-- Start Supplied material --
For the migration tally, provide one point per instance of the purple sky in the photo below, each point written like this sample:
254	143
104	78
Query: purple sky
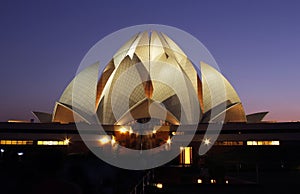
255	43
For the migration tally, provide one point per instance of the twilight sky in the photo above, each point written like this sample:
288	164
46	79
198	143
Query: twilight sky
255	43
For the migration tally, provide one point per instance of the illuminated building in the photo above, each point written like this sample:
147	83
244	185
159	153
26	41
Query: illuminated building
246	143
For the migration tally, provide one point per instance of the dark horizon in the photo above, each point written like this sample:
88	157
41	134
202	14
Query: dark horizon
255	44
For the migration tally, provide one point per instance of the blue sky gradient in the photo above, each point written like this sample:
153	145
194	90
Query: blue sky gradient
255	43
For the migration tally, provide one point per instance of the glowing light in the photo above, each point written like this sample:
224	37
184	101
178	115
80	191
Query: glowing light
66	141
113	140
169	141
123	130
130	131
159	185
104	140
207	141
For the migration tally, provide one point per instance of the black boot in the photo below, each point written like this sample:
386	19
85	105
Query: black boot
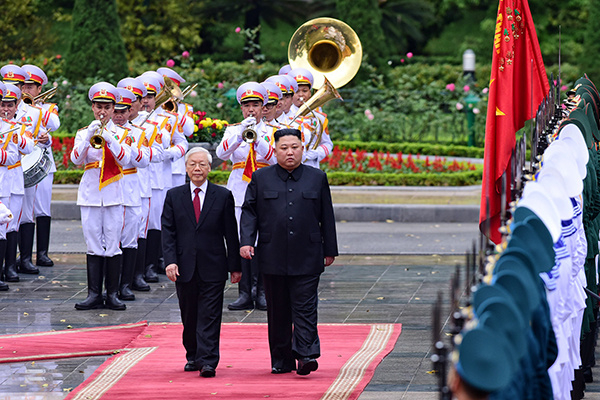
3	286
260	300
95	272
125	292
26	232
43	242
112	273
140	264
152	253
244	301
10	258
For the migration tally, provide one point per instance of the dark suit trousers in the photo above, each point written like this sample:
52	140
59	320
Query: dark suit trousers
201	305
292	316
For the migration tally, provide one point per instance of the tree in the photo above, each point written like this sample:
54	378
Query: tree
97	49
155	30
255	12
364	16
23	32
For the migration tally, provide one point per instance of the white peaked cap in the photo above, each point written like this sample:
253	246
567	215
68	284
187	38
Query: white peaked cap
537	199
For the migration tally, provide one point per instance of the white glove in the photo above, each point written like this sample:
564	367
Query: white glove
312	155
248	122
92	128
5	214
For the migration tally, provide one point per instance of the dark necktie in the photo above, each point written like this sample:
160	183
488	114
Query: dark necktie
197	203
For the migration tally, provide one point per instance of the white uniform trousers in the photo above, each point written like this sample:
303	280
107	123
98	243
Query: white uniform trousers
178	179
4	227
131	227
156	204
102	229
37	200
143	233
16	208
-- End Supplied material --
-- Start Supplied material --
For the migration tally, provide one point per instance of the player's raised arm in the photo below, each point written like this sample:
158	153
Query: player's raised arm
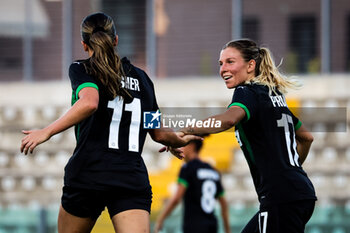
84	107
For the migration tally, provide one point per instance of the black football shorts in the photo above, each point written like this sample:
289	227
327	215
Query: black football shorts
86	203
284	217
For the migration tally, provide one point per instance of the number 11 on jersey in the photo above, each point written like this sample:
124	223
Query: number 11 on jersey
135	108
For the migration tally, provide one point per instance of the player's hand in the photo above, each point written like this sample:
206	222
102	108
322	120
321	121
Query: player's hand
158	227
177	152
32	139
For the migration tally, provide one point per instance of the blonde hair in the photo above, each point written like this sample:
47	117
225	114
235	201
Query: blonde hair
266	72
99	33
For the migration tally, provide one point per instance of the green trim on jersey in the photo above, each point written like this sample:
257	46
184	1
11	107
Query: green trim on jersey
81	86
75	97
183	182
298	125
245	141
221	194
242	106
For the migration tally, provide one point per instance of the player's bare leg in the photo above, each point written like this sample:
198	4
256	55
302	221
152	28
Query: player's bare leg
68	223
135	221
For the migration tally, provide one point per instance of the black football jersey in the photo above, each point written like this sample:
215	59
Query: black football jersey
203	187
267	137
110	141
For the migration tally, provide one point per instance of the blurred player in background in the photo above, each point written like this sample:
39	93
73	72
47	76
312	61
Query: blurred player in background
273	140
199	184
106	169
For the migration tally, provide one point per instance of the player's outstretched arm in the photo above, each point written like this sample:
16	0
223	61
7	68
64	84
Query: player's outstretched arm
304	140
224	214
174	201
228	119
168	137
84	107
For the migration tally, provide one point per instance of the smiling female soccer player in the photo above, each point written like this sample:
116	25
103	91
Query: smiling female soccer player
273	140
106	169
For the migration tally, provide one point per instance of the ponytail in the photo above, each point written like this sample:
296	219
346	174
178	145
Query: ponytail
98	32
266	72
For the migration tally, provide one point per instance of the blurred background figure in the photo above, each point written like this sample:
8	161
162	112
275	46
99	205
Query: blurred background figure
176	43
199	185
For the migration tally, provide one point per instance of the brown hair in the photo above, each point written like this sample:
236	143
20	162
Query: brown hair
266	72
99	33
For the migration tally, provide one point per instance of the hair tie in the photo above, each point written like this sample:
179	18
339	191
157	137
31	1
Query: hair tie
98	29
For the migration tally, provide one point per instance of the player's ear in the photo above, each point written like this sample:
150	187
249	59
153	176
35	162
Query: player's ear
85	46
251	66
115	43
-- End Supplied material --
-- Start Supplied material --
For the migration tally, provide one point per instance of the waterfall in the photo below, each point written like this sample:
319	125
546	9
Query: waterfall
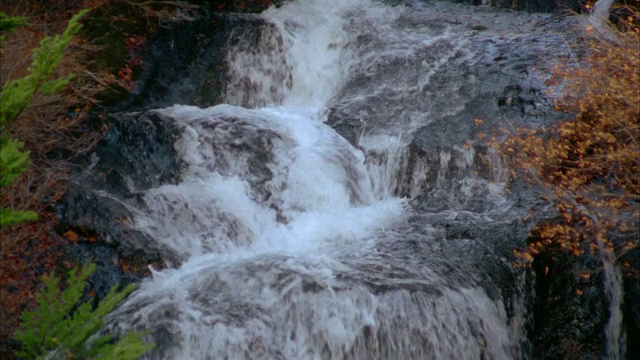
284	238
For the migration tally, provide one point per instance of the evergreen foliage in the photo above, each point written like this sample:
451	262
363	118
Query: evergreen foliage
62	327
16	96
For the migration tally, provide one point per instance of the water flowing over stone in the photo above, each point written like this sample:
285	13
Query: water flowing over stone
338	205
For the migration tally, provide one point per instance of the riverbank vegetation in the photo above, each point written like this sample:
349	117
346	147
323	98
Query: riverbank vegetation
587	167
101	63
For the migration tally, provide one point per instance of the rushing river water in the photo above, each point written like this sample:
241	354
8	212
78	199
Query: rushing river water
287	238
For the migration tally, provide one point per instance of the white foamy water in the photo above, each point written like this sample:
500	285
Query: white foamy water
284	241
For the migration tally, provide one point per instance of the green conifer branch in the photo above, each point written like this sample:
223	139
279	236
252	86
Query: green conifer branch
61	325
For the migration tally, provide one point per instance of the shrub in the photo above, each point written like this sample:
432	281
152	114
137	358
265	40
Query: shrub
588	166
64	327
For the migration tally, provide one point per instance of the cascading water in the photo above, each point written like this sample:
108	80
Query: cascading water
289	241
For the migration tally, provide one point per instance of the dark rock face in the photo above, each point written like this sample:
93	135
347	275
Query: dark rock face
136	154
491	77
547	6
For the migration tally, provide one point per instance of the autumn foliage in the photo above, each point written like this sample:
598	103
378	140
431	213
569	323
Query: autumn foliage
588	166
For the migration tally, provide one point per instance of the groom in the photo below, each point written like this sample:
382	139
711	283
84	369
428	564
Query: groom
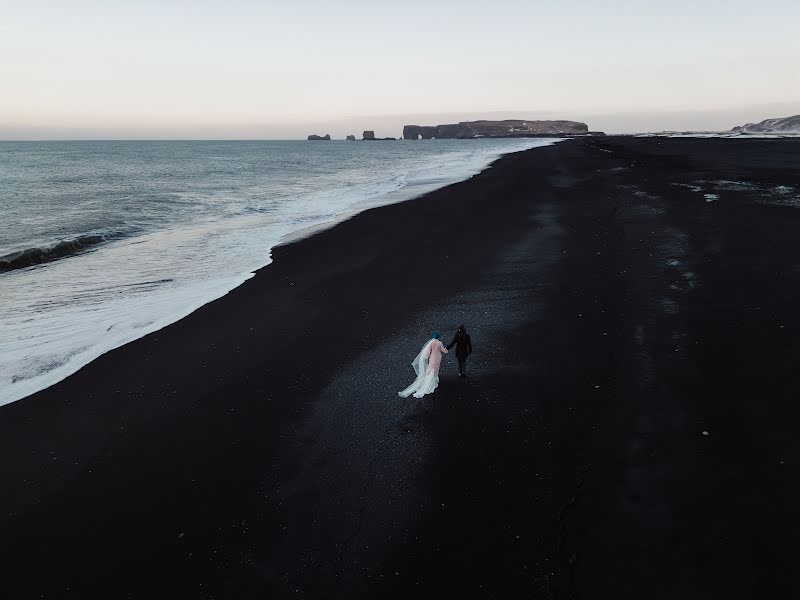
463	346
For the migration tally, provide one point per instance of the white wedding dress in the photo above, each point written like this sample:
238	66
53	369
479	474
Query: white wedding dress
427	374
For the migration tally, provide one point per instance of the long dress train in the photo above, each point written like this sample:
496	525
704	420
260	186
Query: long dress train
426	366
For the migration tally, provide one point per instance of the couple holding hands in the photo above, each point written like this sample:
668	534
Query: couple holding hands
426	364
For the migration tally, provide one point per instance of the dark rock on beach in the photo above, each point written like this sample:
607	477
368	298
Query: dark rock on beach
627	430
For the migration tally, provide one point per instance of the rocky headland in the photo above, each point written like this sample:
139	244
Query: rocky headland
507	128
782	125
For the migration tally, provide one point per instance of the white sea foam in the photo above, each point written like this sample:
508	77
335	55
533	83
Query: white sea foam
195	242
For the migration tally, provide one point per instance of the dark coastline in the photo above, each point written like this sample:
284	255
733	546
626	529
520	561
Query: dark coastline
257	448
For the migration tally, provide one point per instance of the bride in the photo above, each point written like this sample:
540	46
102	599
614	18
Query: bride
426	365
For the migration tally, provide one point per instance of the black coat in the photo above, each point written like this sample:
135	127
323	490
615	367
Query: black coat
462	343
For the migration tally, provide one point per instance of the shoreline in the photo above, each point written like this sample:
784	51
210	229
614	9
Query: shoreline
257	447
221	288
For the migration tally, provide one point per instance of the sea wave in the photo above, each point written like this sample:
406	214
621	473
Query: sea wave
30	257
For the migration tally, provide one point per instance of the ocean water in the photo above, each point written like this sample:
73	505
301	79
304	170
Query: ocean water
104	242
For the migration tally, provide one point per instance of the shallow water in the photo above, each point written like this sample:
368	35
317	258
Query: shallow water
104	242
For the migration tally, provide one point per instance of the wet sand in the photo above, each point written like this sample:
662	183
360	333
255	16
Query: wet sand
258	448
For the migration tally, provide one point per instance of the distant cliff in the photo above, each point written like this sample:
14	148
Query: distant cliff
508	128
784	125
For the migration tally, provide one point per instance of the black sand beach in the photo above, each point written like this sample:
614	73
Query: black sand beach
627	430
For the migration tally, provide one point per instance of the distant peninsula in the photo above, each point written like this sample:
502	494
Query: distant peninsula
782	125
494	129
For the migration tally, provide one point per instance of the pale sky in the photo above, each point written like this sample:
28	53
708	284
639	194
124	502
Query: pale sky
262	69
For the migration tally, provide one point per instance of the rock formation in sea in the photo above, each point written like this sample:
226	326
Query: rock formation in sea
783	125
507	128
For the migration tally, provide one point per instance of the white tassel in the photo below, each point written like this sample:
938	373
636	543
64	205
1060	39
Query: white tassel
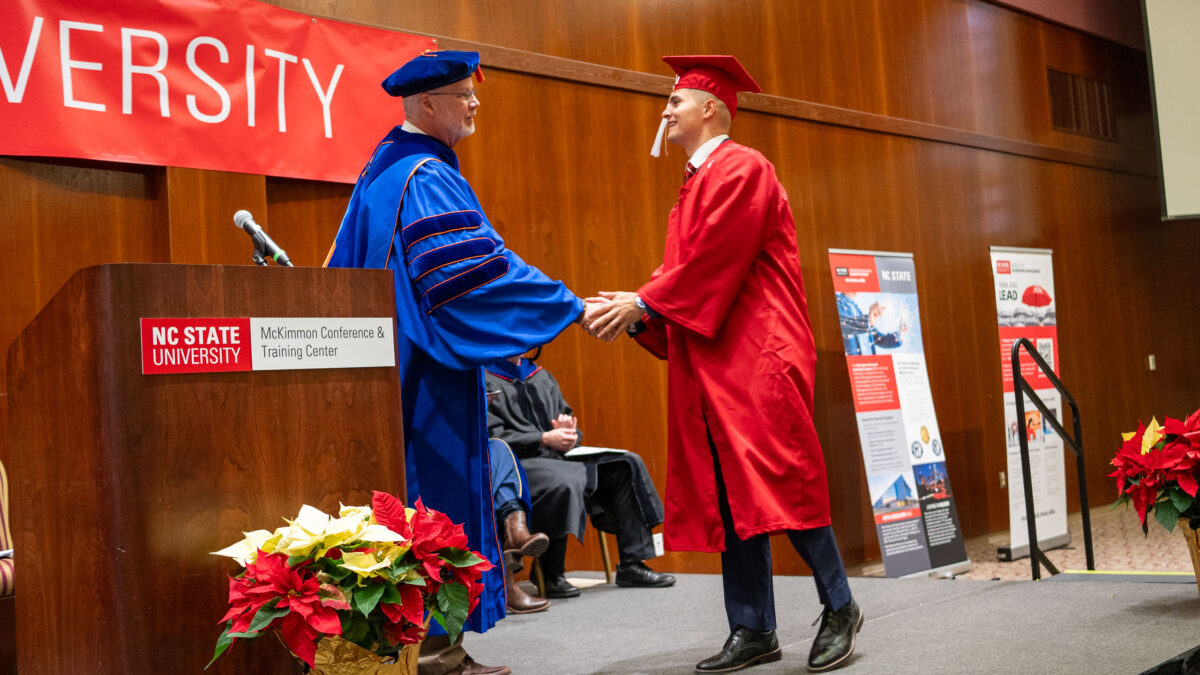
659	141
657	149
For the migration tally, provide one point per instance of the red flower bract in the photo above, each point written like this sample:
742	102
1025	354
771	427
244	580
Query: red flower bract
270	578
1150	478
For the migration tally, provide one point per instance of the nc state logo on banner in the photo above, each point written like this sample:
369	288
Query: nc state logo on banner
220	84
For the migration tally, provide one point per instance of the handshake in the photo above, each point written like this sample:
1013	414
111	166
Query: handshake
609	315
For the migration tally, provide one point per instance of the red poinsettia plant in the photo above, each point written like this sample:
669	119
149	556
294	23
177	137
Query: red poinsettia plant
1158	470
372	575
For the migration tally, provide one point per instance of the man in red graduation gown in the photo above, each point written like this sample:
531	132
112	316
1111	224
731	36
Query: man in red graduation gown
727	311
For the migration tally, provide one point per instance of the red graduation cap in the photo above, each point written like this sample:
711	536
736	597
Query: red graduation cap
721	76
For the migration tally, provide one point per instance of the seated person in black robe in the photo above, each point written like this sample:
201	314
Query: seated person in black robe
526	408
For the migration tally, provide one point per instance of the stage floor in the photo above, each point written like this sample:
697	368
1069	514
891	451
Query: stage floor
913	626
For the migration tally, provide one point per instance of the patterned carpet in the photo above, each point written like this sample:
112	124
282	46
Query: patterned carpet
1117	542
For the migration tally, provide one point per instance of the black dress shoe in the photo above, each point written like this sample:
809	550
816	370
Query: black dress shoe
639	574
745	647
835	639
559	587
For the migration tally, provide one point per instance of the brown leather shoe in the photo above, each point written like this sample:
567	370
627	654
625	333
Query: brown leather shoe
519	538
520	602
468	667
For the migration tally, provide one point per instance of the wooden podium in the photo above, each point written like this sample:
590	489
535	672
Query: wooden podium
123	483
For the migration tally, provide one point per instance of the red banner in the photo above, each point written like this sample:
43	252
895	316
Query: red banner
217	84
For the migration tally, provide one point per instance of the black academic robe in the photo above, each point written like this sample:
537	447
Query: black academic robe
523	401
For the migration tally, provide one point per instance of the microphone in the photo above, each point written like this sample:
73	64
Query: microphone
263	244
-- End Supplied material --
Count the lines of the material above that contain the word "necktie", and give only that number.

2